WHAT YOU WILL DO:
1. From the blog post, copy the passage starting at "but i still" and ending at "do with that?".
2. In the blog post, which company did the writer go to visit?

[start EXTRACTED TEXT]

BLOGGER TEMPLATES AND TWITTER BACKGROUNDS

Friday, 29 August 2008

Really hate tiz feeling

Since my room can online
i used to be in front of my laptop and 0nline
until very late at night
although usm hotspot sucks as it block some of the website
want to watch some online movie also cannot.. haizzz..
but i still dont understand why i can hang on it until so late
looking ppl pic's, ppl's blog, surfing some cool website
really need to stop all tiz
this make me lazy to go go to class as i m tired cuz on9 till v late
hate myself for being like this
for the whole week i use to e going to class once which is yesterday
yesterday went to visit the company, iq group
its a small company
and wat make me worry is that
i need to start driving again as i need to go there everyday during the sem break
what can i do with that?
driving seems to be nightmare for me
hate all those feeling that make me afraid of the future
always get to dream dat i cant sempat to break my car and accident
i always get to mati enjin and my driving skill sucks
but ireally need to have more confident and faith in doing wat m i suppose to do
dont juz keep on saying that i need to change
but at the end i don even move
juz give me some time i'll stop using the net
i need music when i study and my cd player spoilt d (y choose now)
so again i need to open my laptop
again juz gv me some time i'll learn driving frm all ovr agin
Hate this feeling when need to start frm zero again
war between my brain and heart always happen
the heart want to online
but the brain say u nid to stop it already
the heart is scared to drive again
but the brain say u hv no f****** choice
ppl always say we need to follow the heart
but wat about me?
we always need to the RIGHT thing.........

[end EXTRACTED TEXT]
[start GIVEN INFORMATION]

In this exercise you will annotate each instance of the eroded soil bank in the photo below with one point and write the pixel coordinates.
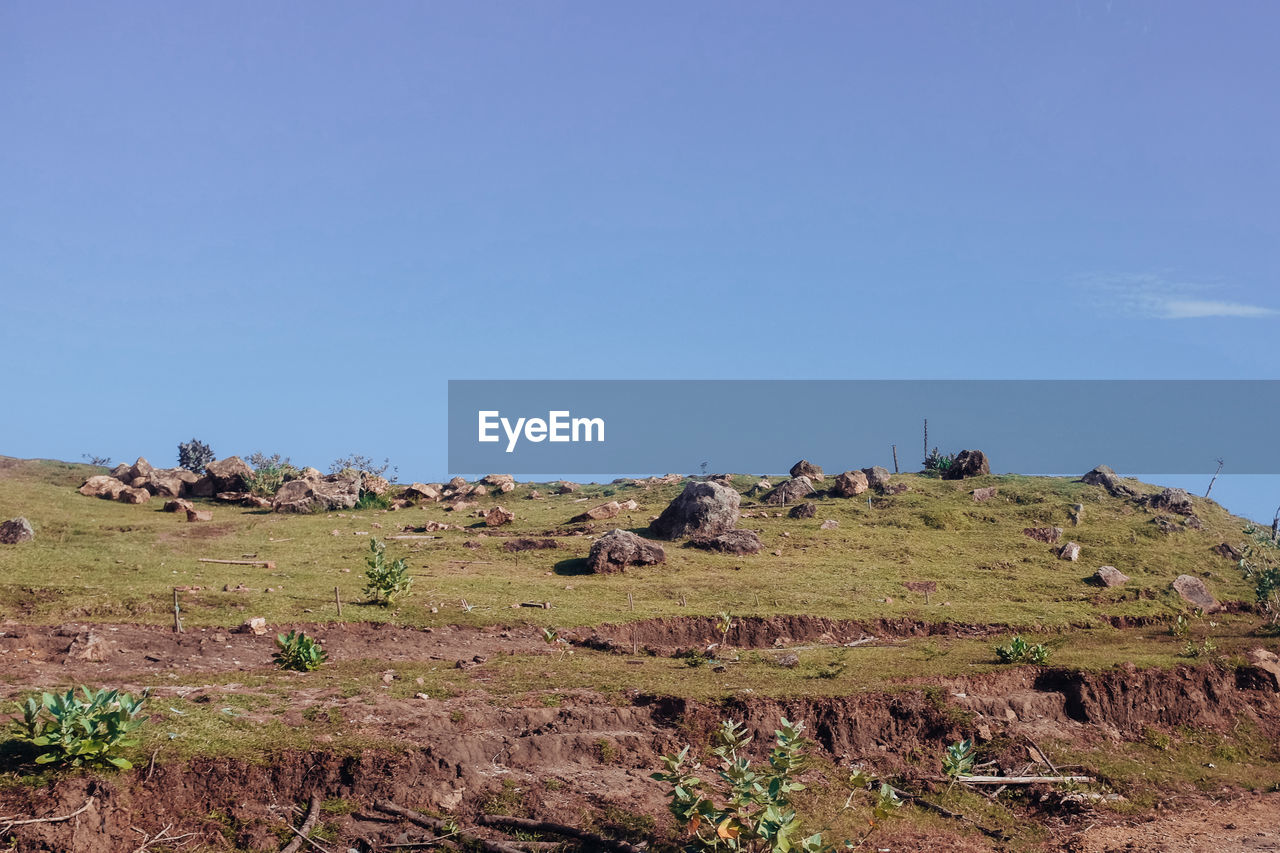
(588, 760)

[end GIVEN INFORMATION]

ANSWERS FOR THE TASKS:
1.
but i still dont understand why i can hang on it until so late
looking ppl pic's, ppl's blog, surfing some cool website
really need to stop all tiz
this make me lazy to go go to class as i m tired cuz on9 till v late
hate myself for being like this
for the whole week i use to e going to class once which is yesterday
yesterday went to visit the company, iq group
its a small company
and wat make me worry is that
i need to start driving again as i need to go there everyday during the sem break
what can i do with that?

2. iq group, which the post calls a small company.